(Entries from a dataset)

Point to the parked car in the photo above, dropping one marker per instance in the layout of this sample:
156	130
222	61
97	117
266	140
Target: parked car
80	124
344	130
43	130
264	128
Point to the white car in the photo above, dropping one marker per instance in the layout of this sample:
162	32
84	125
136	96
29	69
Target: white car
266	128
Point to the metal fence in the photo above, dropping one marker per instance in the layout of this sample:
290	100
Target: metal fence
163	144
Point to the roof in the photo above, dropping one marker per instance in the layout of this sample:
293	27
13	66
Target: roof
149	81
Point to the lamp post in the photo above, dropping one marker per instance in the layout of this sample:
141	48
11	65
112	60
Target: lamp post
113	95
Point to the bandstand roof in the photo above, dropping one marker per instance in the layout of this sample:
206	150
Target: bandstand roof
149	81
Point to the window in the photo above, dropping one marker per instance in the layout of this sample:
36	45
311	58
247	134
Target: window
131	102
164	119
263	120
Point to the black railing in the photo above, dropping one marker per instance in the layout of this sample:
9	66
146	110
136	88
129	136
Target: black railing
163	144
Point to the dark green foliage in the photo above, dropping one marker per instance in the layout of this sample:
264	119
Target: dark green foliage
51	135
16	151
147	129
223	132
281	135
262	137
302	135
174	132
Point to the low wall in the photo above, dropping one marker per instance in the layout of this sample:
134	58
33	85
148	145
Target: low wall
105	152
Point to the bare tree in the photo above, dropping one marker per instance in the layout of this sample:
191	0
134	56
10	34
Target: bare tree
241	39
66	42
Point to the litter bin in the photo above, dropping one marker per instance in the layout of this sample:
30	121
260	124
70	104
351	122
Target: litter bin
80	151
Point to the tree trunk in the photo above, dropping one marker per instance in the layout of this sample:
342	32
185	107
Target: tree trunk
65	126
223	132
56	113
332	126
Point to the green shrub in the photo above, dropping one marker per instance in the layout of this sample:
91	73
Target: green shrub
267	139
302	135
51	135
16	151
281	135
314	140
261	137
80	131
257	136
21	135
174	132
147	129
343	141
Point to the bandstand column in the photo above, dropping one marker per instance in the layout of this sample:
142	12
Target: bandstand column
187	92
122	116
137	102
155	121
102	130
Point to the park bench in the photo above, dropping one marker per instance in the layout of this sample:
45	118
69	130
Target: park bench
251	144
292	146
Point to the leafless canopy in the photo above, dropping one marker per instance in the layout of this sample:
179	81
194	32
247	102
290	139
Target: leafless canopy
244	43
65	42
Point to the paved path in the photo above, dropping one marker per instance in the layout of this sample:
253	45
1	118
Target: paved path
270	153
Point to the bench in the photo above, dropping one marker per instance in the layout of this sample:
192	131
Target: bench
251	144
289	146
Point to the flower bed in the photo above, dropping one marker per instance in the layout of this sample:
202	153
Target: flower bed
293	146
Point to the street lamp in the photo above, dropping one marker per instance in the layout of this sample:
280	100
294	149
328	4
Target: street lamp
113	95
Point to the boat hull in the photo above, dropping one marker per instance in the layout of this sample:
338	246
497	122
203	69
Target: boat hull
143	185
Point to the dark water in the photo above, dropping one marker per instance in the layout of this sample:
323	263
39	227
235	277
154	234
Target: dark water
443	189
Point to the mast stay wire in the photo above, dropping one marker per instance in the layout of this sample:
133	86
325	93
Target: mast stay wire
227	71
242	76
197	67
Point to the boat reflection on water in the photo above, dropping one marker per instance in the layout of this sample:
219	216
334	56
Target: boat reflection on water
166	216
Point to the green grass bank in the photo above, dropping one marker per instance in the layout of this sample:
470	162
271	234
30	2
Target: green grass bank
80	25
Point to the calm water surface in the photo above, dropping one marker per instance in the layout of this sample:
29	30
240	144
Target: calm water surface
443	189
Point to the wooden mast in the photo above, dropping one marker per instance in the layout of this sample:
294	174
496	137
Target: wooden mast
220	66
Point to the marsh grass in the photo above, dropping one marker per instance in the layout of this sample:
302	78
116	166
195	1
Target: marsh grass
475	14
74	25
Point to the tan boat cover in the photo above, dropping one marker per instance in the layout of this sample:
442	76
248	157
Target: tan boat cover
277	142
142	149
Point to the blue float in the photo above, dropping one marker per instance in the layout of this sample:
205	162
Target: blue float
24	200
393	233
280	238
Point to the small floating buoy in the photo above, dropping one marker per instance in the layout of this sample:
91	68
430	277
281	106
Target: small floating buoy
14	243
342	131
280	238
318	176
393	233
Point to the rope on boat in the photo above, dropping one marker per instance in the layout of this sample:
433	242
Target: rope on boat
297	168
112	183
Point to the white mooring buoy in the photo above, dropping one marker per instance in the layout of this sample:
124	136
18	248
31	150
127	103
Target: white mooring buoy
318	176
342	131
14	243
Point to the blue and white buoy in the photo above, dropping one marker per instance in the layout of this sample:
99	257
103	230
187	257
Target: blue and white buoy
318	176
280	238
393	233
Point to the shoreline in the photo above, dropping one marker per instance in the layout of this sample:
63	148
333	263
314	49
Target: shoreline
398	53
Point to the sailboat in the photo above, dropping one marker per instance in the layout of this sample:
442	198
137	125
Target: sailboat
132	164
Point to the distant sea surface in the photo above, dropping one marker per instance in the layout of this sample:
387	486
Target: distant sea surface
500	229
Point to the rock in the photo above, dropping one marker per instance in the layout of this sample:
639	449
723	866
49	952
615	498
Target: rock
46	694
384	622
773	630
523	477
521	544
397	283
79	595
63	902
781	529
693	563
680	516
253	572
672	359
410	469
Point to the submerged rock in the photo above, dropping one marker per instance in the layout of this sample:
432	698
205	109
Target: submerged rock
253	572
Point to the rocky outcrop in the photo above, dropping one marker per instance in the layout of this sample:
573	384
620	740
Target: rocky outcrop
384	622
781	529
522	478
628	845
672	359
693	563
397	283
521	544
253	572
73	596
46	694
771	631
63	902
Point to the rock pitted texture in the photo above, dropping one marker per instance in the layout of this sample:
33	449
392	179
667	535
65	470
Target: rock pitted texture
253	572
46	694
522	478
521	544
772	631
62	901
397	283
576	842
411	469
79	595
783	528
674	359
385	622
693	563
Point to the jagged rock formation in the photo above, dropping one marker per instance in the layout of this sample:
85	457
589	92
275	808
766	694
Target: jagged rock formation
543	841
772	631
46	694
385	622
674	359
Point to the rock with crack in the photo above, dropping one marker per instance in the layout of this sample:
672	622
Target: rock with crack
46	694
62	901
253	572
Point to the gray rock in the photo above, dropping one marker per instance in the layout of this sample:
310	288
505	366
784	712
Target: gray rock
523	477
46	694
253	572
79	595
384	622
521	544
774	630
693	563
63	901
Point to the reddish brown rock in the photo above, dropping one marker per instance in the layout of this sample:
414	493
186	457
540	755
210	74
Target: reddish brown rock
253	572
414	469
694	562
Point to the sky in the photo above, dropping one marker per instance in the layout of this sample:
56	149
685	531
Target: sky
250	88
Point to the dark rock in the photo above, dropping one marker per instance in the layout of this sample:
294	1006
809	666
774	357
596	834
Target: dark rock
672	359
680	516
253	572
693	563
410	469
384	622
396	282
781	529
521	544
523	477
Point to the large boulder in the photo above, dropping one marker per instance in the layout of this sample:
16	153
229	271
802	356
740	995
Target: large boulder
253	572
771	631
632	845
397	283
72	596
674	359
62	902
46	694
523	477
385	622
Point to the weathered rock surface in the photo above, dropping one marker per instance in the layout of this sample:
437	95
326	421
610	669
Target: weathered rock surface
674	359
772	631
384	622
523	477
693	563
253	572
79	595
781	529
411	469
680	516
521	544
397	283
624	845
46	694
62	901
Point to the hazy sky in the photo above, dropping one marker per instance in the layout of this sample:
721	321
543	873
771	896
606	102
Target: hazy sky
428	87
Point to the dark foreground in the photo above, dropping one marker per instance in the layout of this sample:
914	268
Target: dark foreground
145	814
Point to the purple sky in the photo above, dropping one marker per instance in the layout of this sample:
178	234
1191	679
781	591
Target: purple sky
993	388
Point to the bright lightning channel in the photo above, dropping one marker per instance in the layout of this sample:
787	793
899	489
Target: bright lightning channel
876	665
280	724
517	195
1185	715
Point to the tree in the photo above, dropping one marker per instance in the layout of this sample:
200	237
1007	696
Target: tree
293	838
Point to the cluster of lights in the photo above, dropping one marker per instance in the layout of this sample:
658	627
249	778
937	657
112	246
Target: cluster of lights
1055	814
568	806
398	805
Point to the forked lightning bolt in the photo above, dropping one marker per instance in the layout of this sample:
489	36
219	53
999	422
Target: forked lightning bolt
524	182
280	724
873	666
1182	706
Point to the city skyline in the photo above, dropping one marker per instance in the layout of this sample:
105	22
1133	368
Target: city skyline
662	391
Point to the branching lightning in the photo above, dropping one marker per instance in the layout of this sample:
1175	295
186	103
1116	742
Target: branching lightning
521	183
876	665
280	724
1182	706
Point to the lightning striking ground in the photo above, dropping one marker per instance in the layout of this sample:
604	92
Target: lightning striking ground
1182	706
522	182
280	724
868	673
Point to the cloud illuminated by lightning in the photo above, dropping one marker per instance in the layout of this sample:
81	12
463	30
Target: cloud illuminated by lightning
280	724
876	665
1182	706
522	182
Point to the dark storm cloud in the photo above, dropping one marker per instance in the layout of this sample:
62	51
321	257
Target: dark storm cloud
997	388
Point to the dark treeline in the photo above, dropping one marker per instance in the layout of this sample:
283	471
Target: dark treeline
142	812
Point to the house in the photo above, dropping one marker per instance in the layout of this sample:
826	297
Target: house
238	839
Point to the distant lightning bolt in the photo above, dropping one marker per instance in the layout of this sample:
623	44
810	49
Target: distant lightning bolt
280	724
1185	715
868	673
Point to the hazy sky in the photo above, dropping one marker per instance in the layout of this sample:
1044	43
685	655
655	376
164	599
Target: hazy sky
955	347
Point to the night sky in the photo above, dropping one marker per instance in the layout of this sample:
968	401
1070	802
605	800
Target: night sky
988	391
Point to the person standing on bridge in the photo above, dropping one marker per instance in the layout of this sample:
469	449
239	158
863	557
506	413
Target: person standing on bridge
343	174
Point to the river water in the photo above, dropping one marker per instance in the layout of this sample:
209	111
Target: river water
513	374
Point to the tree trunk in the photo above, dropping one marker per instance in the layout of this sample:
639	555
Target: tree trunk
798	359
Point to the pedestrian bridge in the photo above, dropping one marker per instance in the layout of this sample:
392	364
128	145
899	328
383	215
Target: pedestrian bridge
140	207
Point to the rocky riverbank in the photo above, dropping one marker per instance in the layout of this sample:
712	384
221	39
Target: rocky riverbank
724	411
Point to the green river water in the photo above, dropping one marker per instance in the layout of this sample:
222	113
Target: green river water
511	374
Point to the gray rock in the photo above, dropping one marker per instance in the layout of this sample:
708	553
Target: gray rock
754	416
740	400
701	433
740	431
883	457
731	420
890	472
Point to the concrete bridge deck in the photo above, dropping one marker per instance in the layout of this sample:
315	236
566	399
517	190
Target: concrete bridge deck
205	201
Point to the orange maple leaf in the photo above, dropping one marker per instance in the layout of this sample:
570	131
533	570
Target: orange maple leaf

EXERCISE DIRECTIONS
Output the line containing "Point to the pedestrian" and all lines after it to the end of the records, exactly as given.

FINISHED EXERCISE
Point to the pedestrian bridge in the photo above, dropping one marker per instance in the layout of this sample:
392	364
128	145
899	328
383	215
Target: pedestrian bridge
140	207
Point to the rocky riverbank in the photo above, dropping one marker per instance in the layout of this sample:
712	384
221	39
Target: rocky riverbank
724	411
Point to the green river water in the photo above, dropping one marker per instance in the layout of this sample:
222	113
Target: green river water
511	374
Point to the gray rock in the photo above, dropping one marker per instance in the layout of this sample:
708	553
Target: gray rock
754	416
740	400
701	433
740	431
883	457
731	420
890	472
Point to the concrete bridge deck in the photo above, dropping one marker per instance in the layout of this sample:
315	236
566	399
517	190
Target: concrete bridge deck
205	201
Point to the orange maple leaf in the photo above, dropping one marker per instance in the layout of this sample:
570	131
533	570
Target: orange maple leaf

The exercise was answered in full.